* _Text passage_:
□ □ □ □

Sunday, December 20, 2009


so i've been noticing a couple of stages on the way to where i am. (if i knew what the next stages were i wouldn't be stuck where i am now would i?) and i think they explain a lot of irritating behavior and i think that you can dispell a lot of panic if we just name them and move on.
1) fairy tale faith. this is the first one. people tell you what to believe and you just sort of go along with it. this is where you start as a child. God-- the One, the Infinite-- shares a category with the tooth fairy and the stork and santa and elves and dragons and all sorts of other things you have no direct experience of but that people assure you are real and true and meaningful. some people stay here. they are not very interesting to talk to, but neither are they particularly irritating. when you disagree with them, they are bewildered but can't really engage in a dynamic discussion with you about what is and isn't actually true. they haven't really thought about the difference between what they profess and what they believe. they are comfortable and happy. the rituals of religion are for them.
2) intensifying faith. this is where people start exploring their faith, learning more about it. it is an active phase. people read a lot and go to groups and hang out in places of worship and with co-religionists. they are more interesting to talk to because they are more knowlegable, but when you disagree with them they will draw on their holy book(s) and will have nothing of themselves to add to the discussion. it is a crucial step, without which i don't know how you can go any further.

□ □ □ □

* _What you should do_:
In the post on stages of faith, what name is given to the second stage?

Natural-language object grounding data
□ □ □ □

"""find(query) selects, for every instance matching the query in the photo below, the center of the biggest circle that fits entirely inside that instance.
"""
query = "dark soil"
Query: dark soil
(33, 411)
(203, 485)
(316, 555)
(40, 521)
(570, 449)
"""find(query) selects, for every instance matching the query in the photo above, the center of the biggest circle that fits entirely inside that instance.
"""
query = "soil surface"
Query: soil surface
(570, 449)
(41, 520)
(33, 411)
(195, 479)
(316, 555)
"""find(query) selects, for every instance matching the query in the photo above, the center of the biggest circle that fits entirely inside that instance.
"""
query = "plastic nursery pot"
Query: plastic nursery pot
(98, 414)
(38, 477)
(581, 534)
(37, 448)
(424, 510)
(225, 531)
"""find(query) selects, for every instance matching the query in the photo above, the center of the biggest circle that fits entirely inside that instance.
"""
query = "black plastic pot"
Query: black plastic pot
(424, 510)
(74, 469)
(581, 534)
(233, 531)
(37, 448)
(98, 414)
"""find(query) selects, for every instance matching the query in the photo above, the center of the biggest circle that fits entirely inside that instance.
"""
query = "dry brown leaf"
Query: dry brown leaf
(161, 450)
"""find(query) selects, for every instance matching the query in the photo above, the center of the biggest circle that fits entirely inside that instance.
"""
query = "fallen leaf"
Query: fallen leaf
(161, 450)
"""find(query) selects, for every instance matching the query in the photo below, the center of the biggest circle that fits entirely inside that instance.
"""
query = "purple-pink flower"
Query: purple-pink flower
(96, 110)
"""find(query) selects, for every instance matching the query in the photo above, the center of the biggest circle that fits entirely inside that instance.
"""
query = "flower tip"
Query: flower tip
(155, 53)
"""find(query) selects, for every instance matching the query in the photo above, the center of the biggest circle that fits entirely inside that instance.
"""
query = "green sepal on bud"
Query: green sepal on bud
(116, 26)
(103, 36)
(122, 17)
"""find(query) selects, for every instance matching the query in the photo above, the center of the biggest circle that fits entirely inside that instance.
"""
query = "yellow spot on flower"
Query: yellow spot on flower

□ □ □ □

* _Result of the task_:
Intensifying faith.